It doesn’t take a rocket scientist to figure out that if such a disproportionate number of violent crime arrests are among black suspects, then a disproportionate number of the most volatile and violent arrests, which usually involve resistance from the suspect, will be among black suspects. Thus, it’s extremely dishonest to decry the disparity in police interactions without focusing on the underlying problem of the disproportionate amount of criminal activity driving police into those neighborhoods with 911 calls. That is the true injustice that is harming black neighborhoods, where most of the people are peaceful citizens and suffer from all this crime, which is often gang-related.

For example, in Chicago, some have suggested that black people are 14 times more likely than white people to be shot by police. But black adolescents are roughly 50 times more likely to be killed by homicide in Chicago than the national average of black adolescents, much less than their white counterparts, who have an infinitesimal homicide rate by comparison.

Sadly, it’s among this population that most of the shootings and other violent crimes occur, which will naturally draw police interaction, most of the time justified. It’s like complaining that there is more chemotherapy among cancer patients than non-cancer patients. The cancer of violent crime is in black neighborhoods much more than anywhere else, and absent good police work and strong sentencing, it kills too many African-American males.

Indeed, the true racial injustice in this country is the fact that a very small number of black criminals are responsible for a shockingly disproportionate amount of violent crime and property crime, which ensures that law-abiding African-Americans are disproportionately harmed relative to the rest of the population. That is the true inequality that lies at the core of the devastation of inner cities and would be the subject of a national dialogue if we actually had a mature political system.
*****
## YOUR TASK
Transcribe the part of the excerpt on crime and policing starting with "For example, in" and going on through "many African-American males.".

## INFORMATION
*****
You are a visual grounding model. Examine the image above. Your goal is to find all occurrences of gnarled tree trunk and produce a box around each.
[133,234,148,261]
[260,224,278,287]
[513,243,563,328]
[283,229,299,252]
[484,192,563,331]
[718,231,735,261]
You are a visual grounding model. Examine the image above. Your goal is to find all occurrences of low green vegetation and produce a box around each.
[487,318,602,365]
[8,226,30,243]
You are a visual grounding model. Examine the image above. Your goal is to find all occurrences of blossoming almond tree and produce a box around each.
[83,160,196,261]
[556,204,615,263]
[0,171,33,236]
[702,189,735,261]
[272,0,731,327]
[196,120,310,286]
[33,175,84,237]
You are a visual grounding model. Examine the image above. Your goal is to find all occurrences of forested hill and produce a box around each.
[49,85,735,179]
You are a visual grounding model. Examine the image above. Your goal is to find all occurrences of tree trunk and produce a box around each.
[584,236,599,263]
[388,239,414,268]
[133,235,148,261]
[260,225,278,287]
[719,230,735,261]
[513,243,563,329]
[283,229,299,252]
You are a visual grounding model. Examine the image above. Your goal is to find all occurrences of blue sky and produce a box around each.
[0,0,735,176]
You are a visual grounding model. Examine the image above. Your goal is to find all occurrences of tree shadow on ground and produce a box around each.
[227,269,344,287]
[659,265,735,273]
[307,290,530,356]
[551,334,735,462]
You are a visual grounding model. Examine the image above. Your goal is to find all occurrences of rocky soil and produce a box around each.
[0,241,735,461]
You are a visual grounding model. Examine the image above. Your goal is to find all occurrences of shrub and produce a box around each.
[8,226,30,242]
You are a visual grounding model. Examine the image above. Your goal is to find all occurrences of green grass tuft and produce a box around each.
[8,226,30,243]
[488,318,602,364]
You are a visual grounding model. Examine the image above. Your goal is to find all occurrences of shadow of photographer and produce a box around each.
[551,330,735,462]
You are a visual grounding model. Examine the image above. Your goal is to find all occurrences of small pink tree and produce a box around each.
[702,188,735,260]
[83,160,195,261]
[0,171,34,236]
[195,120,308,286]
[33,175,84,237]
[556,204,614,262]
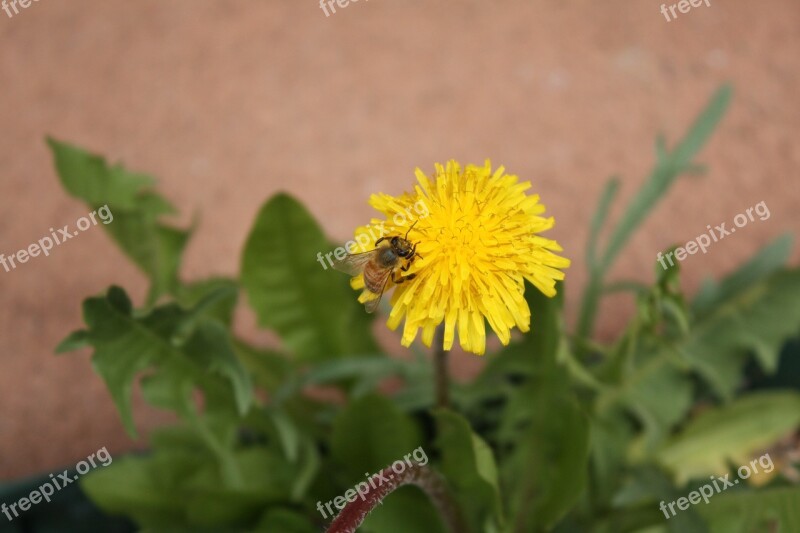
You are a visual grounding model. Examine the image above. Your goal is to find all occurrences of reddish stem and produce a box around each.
[326,465,466,533]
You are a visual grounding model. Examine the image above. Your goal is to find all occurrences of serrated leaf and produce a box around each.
[331,395,422,484]
[241,194,376,359]
[696,487,800,533]
[656,392,800,483]
[47,138,191,302]
[692,234,792,317]
[61,287,253,435]
[433,409,504,531]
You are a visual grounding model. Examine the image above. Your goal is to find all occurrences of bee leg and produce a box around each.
[392,267,417,285]
[408,241,423,261]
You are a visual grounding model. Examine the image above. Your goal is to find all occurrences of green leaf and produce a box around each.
[434,409,504,531]
[692,234,792,316]
[577,85,732,339]
[358,486,447,533]
[241,194,377,360]
[331,395,422,485]
[80,457,188,527]
[498,332,589,531]
[656,392,800,483]
[255,507,319,533]
[62,287,253,435]
[680,269,800,390]
[597,269,800,446]
[47,138,191,302]
[696,487,800,533]
[175,277,239,326]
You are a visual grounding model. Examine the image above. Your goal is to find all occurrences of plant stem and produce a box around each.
[433,326,450,407]
[326,464,466,533]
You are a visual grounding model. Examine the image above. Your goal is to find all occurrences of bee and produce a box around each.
[333,222,422,313]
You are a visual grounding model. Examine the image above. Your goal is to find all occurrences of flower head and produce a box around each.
[351,161,570,355]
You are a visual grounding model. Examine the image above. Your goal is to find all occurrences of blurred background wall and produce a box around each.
[0,0,800,479]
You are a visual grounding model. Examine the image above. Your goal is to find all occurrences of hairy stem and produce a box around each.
[326,464,466,533]
[433,326,450,407]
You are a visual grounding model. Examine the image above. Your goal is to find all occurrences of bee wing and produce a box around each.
[333,248,378,276]
[364,269,392,313]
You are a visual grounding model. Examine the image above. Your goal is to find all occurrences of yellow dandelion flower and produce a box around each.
[344,161,570,355]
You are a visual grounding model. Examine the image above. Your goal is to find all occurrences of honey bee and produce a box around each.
[333,222,422,313]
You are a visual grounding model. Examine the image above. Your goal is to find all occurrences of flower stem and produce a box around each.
[433,326,450,407]
[326,464,466,533]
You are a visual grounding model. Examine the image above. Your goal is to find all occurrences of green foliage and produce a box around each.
[49,87,800,533]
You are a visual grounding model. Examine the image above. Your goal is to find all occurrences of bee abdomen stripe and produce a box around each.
[364,264,386,294]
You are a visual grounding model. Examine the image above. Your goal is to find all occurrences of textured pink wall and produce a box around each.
[0,0,800,478]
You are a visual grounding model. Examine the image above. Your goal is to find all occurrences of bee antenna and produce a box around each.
[403,220,419,240]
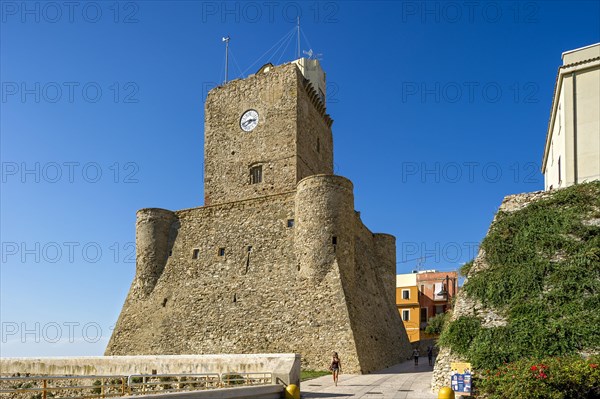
*****
## ANSWER SPACE
For example, in Chicago, some have suggested that black people are 14 times more likely than white people to be shot by police. But black adolescents are roughly 50 times more likely to be killed by homicide in Chicago than the national average of black adolescents, much less than their white counterparts, who have an infinitesimal homicide rate by comparison.

Sadly, it’s among this population that most of the shootings and other violent crimes occur, which will naturally draw police interaction, most of the time justified. It’s like complaining that there is more chemotherapy among cancer patients than non-cancer patients. The cancer of violent crime is in black neighborhoods much more than anywhere else, and absent good police work and strong sentencing, it kills too many African-American males.